▸ **What to work on**
Copy out the entries exactly. Print them in full.

▸ **Provided entries**
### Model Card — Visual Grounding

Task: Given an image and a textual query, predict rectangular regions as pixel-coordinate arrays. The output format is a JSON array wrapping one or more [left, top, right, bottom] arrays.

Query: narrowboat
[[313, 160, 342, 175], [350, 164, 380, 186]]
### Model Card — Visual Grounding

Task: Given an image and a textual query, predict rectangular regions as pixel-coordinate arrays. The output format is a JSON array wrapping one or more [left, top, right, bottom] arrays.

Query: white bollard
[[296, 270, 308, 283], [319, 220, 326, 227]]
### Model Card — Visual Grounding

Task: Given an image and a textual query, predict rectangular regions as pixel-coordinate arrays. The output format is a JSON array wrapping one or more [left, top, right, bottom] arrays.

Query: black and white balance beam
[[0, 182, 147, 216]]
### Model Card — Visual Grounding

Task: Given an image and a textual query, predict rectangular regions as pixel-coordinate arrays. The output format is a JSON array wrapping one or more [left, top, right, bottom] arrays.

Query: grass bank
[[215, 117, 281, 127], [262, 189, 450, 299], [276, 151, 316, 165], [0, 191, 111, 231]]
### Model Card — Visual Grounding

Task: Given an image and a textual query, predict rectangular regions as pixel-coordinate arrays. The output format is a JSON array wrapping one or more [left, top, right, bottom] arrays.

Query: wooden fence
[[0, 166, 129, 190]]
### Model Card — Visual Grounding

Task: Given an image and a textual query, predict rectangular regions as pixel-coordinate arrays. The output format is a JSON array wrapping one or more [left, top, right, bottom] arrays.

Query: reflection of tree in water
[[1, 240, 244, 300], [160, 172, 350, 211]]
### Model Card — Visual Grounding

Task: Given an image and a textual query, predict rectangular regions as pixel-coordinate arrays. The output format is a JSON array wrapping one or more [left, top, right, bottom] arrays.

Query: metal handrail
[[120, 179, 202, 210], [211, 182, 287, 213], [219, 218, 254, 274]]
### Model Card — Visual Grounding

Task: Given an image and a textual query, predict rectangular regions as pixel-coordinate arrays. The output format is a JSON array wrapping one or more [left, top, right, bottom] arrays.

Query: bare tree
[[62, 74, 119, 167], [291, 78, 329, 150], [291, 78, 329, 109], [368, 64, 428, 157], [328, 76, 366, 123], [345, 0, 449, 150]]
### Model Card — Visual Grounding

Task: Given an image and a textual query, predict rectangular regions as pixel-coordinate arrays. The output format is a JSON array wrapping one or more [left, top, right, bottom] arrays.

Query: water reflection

▸ **Answer section**
### Model Card — Visual Grounding

Task: Given an image and a textual query, predict rectangular regions as pixel-coordinate arrays. The output format is a JSON array wrapping one or more [left, top, right, bottom] arrays.

Query: narrowboat
[[313, 160, 342, 175], [350, 164, 380, 186]]
### Model Card — Visual Grounding

Task: Given an image and a textual query, predict rectangular regions as pixel-coordinate arrays. The output format is a JSON array wrapping one or more [left, top, right, bottom] arrays.

Query: white bollard
[[296, 270, 308, 283], [319, 220, 326, 227]]
### Model Card — Visual Grounding

Task: Given an image and a textual query, predict rectangular regions as pixel-coordinate arrays. The output format is a JSON array wrapping one or more [left, top, right, bottom] arrays.

Query: black and white balance beam
[[0, 182, 147, 216]]
### Model Card — Visual Grounding

Task: Given an image and a textual query, predict rectangular regions as pixel-coordinate arrays. The output format is a JSON array wrapping one or more [left, top, right, bottom] arrays.

Query: grass bank
[[215, 117, 281, 127], [262, 189, 450, 299], [276, 151, 316, 165], [0, 191, 111, 231]]
### Model Card — Visual Grounding

Task: Given an image and a textual query, predict rectangular regions as pixel-coordinate arrays. The output format is a JSON array wrapping one or more [left, top, right, bottom] arrays.

Query: wooden fence
[[0, 166, 129, 190]]
### Model Card — Visual Grounding

Task: Given an image and a textual query, predict rectangular regions as pixel-coordinate arrays. The output format is a JSON array wrapping one or more [left, top, right, bottom] arrays.

Query: reflection of tree in water
[[1, 240, 244, 300], [160, 172, 350, 211]]
### Model Card — Visual Grounding

Task: Given an image and a textual query, predict rectangular regions as pixel-coordinate arrays. The output format is a JSON array wrapping one or more [left, top, right, bottom] arrays.

Query: metal handrail
[[120, 179, 202, 210], [211, 182, 287, 213], [219, 218, 254, 274]]
### Model Card — Visual Grounding

Task: Given an image and a textual query, predict rectangular regions as pixel-coordinate arrays. The output format is a JSON array wrapping one or more [left, top, right, bottom] arrays.

Query: bare tree
[[62, 74, 119, 167], [291, 78, 329, 150], [291, 78, 329, 109], [368, 64, 428, 157], [328, 76, 366, 123], [345, 0, 449, 150]]
### Model Card — Visual Grounding

Task: Given an image and a textual query, predict rectangular regions as pixel-coordinate arrays. The output format is a JSON array wrapping one or more [left, top, right, bottom] arrays.

Query: water reflection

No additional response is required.